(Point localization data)
<<<<
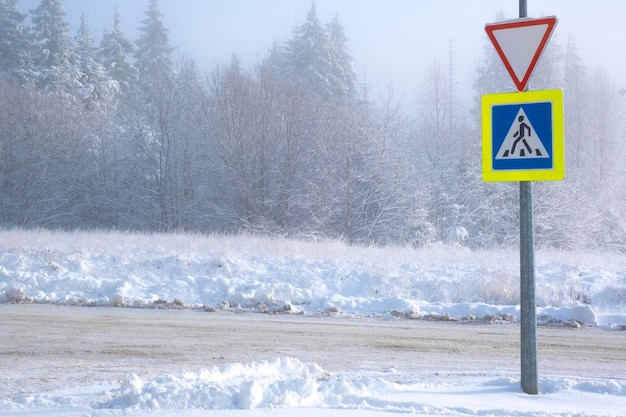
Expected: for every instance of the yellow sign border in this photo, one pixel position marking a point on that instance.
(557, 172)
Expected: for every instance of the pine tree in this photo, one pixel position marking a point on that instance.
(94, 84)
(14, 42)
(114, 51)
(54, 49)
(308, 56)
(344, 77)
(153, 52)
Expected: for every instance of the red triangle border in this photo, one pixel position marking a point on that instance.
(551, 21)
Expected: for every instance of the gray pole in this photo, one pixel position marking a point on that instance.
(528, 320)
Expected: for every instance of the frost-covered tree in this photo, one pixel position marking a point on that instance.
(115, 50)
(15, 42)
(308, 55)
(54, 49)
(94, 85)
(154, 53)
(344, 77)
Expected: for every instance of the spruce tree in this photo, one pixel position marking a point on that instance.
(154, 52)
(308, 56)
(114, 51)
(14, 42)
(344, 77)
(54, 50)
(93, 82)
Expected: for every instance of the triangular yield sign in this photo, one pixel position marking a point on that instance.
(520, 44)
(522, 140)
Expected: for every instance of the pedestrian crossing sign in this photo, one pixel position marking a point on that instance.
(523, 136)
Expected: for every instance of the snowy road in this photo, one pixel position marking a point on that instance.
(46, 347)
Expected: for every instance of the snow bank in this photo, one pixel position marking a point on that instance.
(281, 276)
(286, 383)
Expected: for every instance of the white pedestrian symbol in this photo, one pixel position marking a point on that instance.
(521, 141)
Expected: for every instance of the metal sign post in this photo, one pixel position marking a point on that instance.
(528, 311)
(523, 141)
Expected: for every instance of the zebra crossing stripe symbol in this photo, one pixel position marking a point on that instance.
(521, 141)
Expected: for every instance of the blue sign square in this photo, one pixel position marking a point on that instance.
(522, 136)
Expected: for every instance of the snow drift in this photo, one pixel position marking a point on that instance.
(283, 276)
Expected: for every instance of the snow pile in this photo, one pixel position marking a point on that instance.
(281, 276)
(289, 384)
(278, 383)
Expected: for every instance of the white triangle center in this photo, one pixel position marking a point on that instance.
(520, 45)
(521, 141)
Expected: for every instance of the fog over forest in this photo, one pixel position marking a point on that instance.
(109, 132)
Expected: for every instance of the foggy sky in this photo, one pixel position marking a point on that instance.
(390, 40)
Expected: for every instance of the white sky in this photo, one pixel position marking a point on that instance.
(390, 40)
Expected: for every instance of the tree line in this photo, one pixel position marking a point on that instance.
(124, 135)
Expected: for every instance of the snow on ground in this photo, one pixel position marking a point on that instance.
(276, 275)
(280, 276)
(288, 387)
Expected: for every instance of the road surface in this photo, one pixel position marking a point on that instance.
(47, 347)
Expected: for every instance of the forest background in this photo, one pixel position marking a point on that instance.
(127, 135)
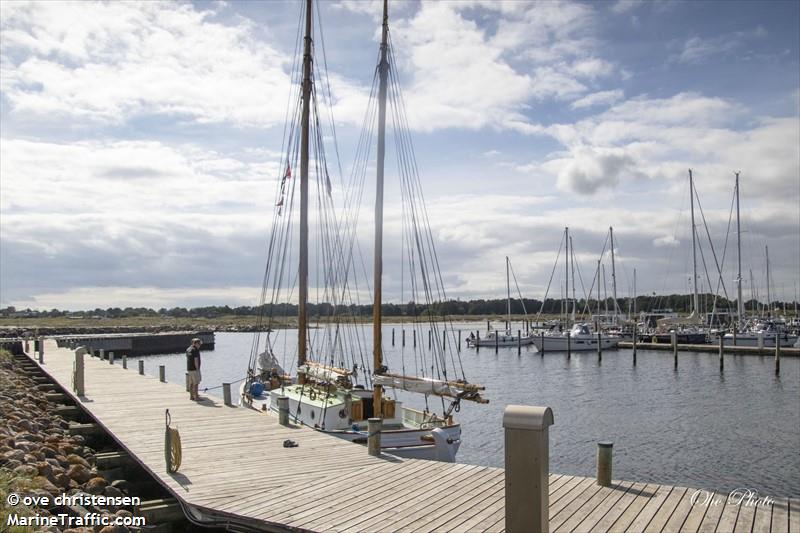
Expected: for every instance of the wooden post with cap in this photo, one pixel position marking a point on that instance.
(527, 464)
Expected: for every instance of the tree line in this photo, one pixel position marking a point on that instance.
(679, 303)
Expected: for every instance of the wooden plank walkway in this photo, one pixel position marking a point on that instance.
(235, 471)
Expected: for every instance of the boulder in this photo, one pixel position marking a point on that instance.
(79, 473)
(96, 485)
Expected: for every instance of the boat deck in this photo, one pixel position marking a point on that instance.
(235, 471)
>>>>
» Task objective: Return the records word for word, leaving every picture out of the copy.

» Answer box:
Expected: for every instance of the yellow sign border in this photo, one pixel position marking a point on that instance.
(557, 172)
Expected: for every instance of the pine tree in this photo, one pixel position marking a point on that instance.
(94, 84)
(14, 42)
(114, 51)
(54, 49)
(308, 56)
(344, 77)
(153, 52)
Expected: for every instance of the red triangle border in this photo, one pixel position marking a point on that instance.
(551, 21)
Expected: for every instance of the gray pole in this photo, one pixel position marking a point on that instance.
(528, 320)
Expected: for every instance of the frost-covered tree in this photo, one pixel position marking a point on that instance.
(115, 50)
(15, 42)
(308, 55)
(54, 49)
(94, 85)
(154, 53)
(344, 77)
Expected: for every instance of the spruce tree in this photo, one pixel position marking a point on that instance.
(154, 52)
(308, 56)
(114, 51)
(14, 42)
(344, 77)
(54, 50)
(93, 82)
Expected: for every instance of the triangular yield sign in this photo, one pixel position marking a point on that instance.
(520, 44)
(522, 140)
Expected: for every instance of the pedestrian crossing sign in this photo, one pixel position marking a point on that instance.
(523, 136)
Expected: for every instance of the snowy road in this photo, one pixel position marking a point on that instance.
(46, 347)
Expected: for every instance of the snow bank in this photo, one pixel position marking a point on that instance.
(281, 276)
(286, 383)
Expected: for every instance of the white pedestrian symbol in this photo, one pixel position marking a point on that instance.
(521, 141)
Expected: for every instance of the metal sign post in this photo, one pixel position marking a point on that instance.
(528, 311)
(523, 141)
Expected: for every instance of the zebra crossing stripe symbol in this photo, one pixel position marking a point on that instance.
(521, 141)
Expected: for every instance of the blue sign square in this photo, one pixel position marking a point on that instance.
(522, 136)
Expected: for every instance of the snow drift in this photo, one pixel position marking a point on that instance.
(283, 276)
Expected: for every instance of the snow pile in this photo, one pixel position marking a point on that instance.
(281, 276)
(289, 384)
(278, 383)
Expected: for every instance of the white triangle center in this photo, one pixel position marking a point on that instance.
(520, 45)
(521, 141)
Expected: for every instance of the fog over forest in this photo, one pixel position marking a point on that instance.
(109, 132)
Expected: for every instance of the foggy sky in this photo, one pixel position marking a point on that instance.
(390, 40)
Expected: for every instance of the white sky in this photo, one pixel position marking a point on that instance.
(390, 40)
Expected: for every instance of the tree line in this photo, one pixel position marking a point on that instance.
(124, 135)
Expected: for every instance of the snow on ground in this photo, one pixel position marking a point on that instance.
(276, 275)
(280, 276)
(288, 387)
Expected: for every instance of the road surface in this photo, one pixel position marking a point on that instance.
(47, 347)
Expected: for every instance of the forest background in this photo, one pixel position marking a point on that instance.
(127, 135)
Expected: for every instance of the wooden post with cap in this photo, one pixel position marking a point on that instance.
(527, 464)
Expected: for every instance of the tree line in this photo, one pixel position marking a point on that instance.
(679, 303)
Expected: for every instance of the wooden plank walkway in this photo, one pixel position marking a point on that instance.
(235, 471)
Expected: for every instance of the boulder in this photo, one pixel position marking a point on that instance.
(79, 473)
(96, 485)
Expected: for every instance of the boat deck in this photo, one pixel position marking a point on that instance.
(235, 471)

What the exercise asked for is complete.